━━ Belge

İKİNCİ SUAL

Âl-i Abâ hakkındadır.

Kardeşim, Âl-i Abâ hakkındaki cevapsız kalan sualinizin çok hikmetlerinden yalnız bir tek hikmeti söylenecek. Şöyle ki: Resul-i Ekrem aleyhissalâtü vesselâm, giydiği mübarek abâsını, Hazret-i Ali (ra) ve Hazret-i Fatıma (r.anha) ve Hazret-i Hasan ve Hüseyin’in (ra) üstlerine örtmesi ve onlara bu suretle

لِيُذْهِبَ عَنْكُمُ الرِّجْسَ اَهْلَ الْبَيْتِ وَيُطَهِّرَكُمْ تَطْهٖيرًا

âyetiyle dua etmesinin esrarı ve hikmetleri var. Sırlarından bahsetmeyeceğiz. Yalnız vazife-i risalete taalluk eden bir hikmeti şudur ki:

Resul-i Ekrem aleyhissalâtü vesselâm, gayb-aşina ve istikbalbîn nazar-ı nübüvvetle otuz kırk sene sonra sahabeler ve tabiînler içinde mühim fitneler olup kan döküleceğini görmüş. İçinde en mümtaz şahsiyetler, abâsı altında olan o üç şahsiyet olduğunu müşahede etmiş. Hazret-i Ali’yi (ra) ümmet nazarında tathir ve tebrie etmek ve Hazret-i Hüseyin’i (ra) taziye ve teselli etmek ve Hazret-i Hasan’ı (ra) tebrik etmek ve musalaha ile mühim bir fitneyi kaldırmakla şerefini ve ümmete azîm faydasını ilan etmek ve Hazret-i Fatıma’nın zürriyetinin tahir ve müşerref olacağını ve Ehl-i Beyt unvan-ı âlîsine lâyık olacaklarını ilan etmek için o dört şahsa kendiyle beraber “Hamse-i Âl-i Abâ” unvanını bahşeden o abâyı örtmüştür.

━━━━

**Yapılacaklar**
a: Âl-i Abâ metninden "âyetiyle dua etmesinin" sözlerinden başlayıp "o abâyı örtmüştür." sözleri de dahil olmak üzere o kısmı olduğu gibi çıkarın.
b: Âl-i Abâ metnine göre şu ifadeler doğru mu: (i) Resul-i Ekrem, fitnelerdeki en seçkin kişilerin abâsı altındaki üç kişi olduğunu görmüştür; (ii) metin, bu olayın sırlarını ayrıntılı biçimde anlatır; (iii) fitnelerin yüz yıl sonra çıkacağı görülmüştür. Her birine evet ya da hayır deyip karar veren sözleri metinden aynen alıntılayın.

━━ Çıkarılan kayıtlar

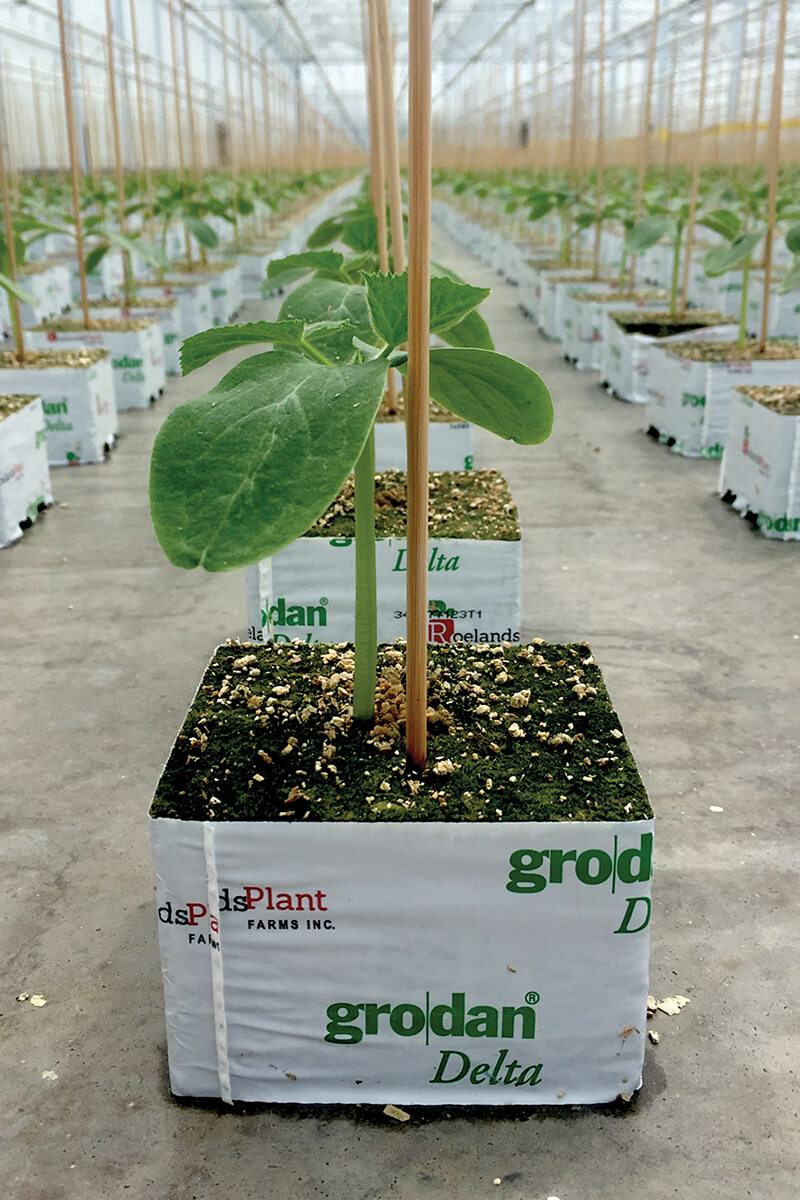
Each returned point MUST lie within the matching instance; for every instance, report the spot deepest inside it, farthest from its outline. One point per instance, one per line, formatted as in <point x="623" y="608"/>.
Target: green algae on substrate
<point x="473" y="504"/>
<point x="515" y="733"/>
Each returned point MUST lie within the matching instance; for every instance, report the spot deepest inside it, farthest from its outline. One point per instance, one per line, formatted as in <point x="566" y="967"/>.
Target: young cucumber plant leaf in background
<point x="244" y="471"/>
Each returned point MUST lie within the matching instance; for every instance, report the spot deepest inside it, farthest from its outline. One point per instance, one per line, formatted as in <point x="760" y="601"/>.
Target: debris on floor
<point x="396" y="1114"/>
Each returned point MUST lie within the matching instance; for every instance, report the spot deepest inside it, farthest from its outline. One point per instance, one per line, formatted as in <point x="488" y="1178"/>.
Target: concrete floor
<point x="693" y="619"/>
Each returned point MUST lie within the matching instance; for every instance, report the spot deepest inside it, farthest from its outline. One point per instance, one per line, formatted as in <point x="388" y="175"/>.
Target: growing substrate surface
<point x="779" y="349"/>
<point x="783" y="400"/>
<point x="34" y="360"/>
<point x="10" y="405"/>
<point x="461" y="504"/>
<point x="665" y="324"/>
<point x="515" y="733"/>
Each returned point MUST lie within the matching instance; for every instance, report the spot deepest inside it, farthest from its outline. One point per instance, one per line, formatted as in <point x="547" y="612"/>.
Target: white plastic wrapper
<point x="414" y="964"/>
<point x="24" y="471"/>
<point x="307" y="591"/>
<point x="193" y="298"/>
<point x="226" y="294"/>
<point x="690" y="401"/>
<point x="585" y="340"/>
<point x="252" y="268"/>
<point x="78" y="405"/>
<point x="450" y="445"/>
<point x="761" y="466"/>
<point x="137" y="358"/>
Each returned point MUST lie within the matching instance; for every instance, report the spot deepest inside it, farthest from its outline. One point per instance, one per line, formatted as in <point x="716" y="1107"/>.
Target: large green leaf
<point x="202" y="232"/>
<point x="332" y="301"/>
<point x="361" y="233"/>
<point x="241" y="472"/>
<point x="388" y="298"/>
<point x="471" y="330"/>
<point x="200" y="348"/>
<point x="95" y="257"/>
<point x="723" y="222"/>
<point x="307" y="261"/>
<point x="726" y="258"/>
<point x="12" y="287"/>
<point x="648" y="232"/>
<point x="498" y="394"/>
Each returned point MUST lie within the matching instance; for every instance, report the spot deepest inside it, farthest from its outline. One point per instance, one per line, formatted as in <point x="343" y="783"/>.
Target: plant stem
<point x="623" y="268"/>
<point x="743" y="309"/>
<point x="675" y="271"/>
<point x="366" y="600"/>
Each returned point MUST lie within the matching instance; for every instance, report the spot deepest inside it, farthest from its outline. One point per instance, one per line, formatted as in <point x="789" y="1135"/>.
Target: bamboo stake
<point x="181" y="161"/>
<point x="127" y="271"/>
<point x="696" y="161"/>
<point x="68" y="113"/>
<point x="192" y="127"/>
<point x="601" y="138"/>
<point x="386" y="65"/>
<point x="144" y="148"/>
<point x="419" y="348"/>
<point x="773" y="153"/>
<point x="757" y="93"/>
<point x="644" y="138"/>
<point x="13" y="304"/>
<point x="266" y="108"/>
<point x="41" y="133"/>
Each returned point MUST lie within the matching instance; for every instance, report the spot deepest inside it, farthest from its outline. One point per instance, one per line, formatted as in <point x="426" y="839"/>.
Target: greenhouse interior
<point x="400" y="508"/>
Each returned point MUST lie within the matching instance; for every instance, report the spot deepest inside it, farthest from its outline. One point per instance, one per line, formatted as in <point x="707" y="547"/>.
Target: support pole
<point x="419" y="367"/>
<point x="773" y="151"/>
<point x="72" y="150"/>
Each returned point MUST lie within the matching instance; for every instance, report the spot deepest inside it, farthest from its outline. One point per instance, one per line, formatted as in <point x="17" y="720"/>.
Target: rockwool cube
<point x="307" y="591"/>
<point x="420" y="964"/>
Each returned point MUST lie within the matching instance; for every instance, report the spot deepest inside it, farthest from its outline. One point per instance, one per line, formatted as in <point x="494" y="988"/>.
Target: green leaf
<point x="471" y="330"/>
<point x="723" y="222"/>
<point x="540" y="207"/>
<point x="202" y="232"/>
<point x="241" y="472"/>
<point x="200" y="348"/>
<point x="331" y="301"/>
<point x="95" y="257"/>
<point x="325" y="233"/>
<point x="388" y="298"/>
<point x="451" y="301"/>
<point x="307" y="261"/>
<point x="498" y="394"/>
<point x="14" y="289"/>
<point x="648" y="232"/>
<point x="792" y="279"/>
<point x="726" y="258"/>
<point x="361" y="233"/>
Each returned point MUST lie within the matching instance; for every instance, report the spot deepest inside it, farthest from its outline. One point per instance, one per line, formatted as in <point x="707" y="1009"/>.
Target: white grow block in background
<point x="690" y="401"/>
<point x="166" y="316"/>
<point x="252" y="271"/>
<point x="193" y="298"/>
<point x="761" y="466"/>
<point x="626" y="357"/>
<point x="307" y="591"/>
<point x="24" y="471"/>
<point x="78" y="405"/>
<point x="450" y="445"/>
<point x="366" y="963"/>
<point x="137" y="358"/>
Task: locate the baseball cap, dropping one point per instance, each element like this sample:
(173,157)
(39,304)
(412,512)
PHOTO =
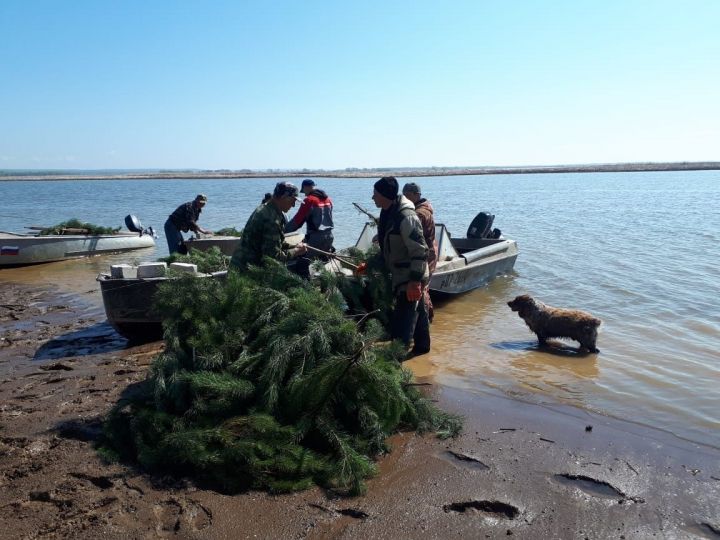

━━━━

**Yanıtlar**
a:
âyetiyle dua etmesinin esrarı ve hikmetleri var. Sırlarından bahsetmeyeceğiz. Yalnız vazife-i risalete taalluk eden bir hikmeti şudur ki:

Resul-i Ekrem aleyhissalâtü vesselâm, gayb-aşina ve istikbalbîn nazar-ı nübüvvetle otuz kırk sene sonra sahabeler ve tabiînler içinde mühim fitneler olup kan döküleceğini görmüş. İçinde en mümtaz şahsiyetler, abâsı altında olan o üç şahsiyet olduğunu müşahede etmiş. Hazret-i Ali’yi (ra) ümmet nazarında tathir ve tebrie etmek ve Hazret-i Hüseyin’i (ra) taziye ve teselli etmek ve Hazret-i Hasan’ı (ra) tebrik etmek ve musalaha ile mühim bir fitneyi kaldırmakla şerefini ve ümmete azîm faydasını ilan etmek ve Hazret-i Fatıma’nın zürriyetinin tahir ve müşerref olacağını ve Ehl-i Beyt unvan-ı âlîsine lâyık olacaklarını ilan etmek için o dört şahsa kendiyle beraber “Hamse-i Âl-i Abâ” unvanını bahşeden o abâyı örtmüştür.

b:
(i) Evet: “İçinde en mümtaz şahsiyetler, abâsı altında olan o üç şahsiyet olduğunu müşahede etmiş.”
(ii) Hayır: “Sırlarından bahsetmeyeceğiz.”
(iii) Hayır: “otuz kırk sene sonra sahabeler ve tabiînler içinde mühim fitneler olup kan döküleceğini görmüş.”